## DO THIS
Starting at the line that has "the photo below." and continuing to the end of the data, write those lines out again, substituting "shelf count" for "planogram tally" and leaving everything else unchanged.
· · ·
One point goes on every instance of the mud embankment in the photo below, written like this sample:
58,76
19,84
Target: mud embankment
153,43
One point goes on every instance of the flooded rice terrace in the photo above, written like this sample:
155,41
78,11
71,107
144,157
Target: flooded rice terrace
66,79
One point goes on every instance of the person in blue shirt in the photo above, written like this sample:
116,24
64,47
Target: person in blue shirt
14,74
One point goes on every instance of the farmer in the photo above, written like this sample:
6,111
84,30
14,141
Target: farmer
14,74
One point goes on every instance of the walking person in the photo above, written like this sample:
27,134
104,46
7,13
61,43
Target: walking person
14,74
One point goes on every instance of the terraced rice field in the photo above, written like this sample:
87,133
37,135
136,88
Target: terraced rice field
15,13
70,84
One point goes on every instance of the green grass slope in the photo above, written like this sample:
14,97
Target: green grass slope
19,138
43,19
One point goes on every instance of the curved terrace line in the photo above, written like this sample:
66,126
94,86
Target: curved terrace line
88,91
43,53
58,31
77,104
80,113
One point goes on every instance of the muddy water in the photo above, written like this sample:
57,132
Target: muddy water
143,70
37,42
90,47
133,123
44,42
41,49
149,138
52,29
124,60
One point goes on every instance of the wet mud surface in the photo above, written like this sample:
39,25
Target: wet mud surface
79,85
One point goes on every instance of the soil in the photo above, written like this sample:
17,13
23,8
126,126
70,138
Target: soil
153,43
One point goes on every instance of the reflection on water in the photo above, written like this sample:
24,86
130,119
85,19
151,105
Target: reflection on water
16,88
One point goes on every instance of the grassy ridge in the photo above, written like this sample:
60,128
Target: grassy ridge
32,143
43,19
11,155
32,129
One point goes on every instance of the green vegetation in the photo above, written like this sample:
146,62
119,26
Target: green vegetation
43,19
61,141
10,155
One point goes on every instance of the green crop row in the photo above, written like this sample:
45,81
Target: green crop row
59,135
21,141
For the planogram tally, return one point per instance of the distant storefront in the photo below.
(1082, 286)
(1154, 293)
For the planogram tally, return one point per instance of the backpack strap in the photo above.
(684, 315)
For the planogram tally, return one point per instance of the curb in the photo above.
· · ·
## WRITTEN SOLUTION
For the shelf count, return one point per instance of the distant storefront in the photo below.
(1082, 286)
(1154, 293)
For the shelf count, return one point per instance of the backpack strap in the photo above.
(684, 315)
For the shelf count, return one point per instance of the curb in the photo above.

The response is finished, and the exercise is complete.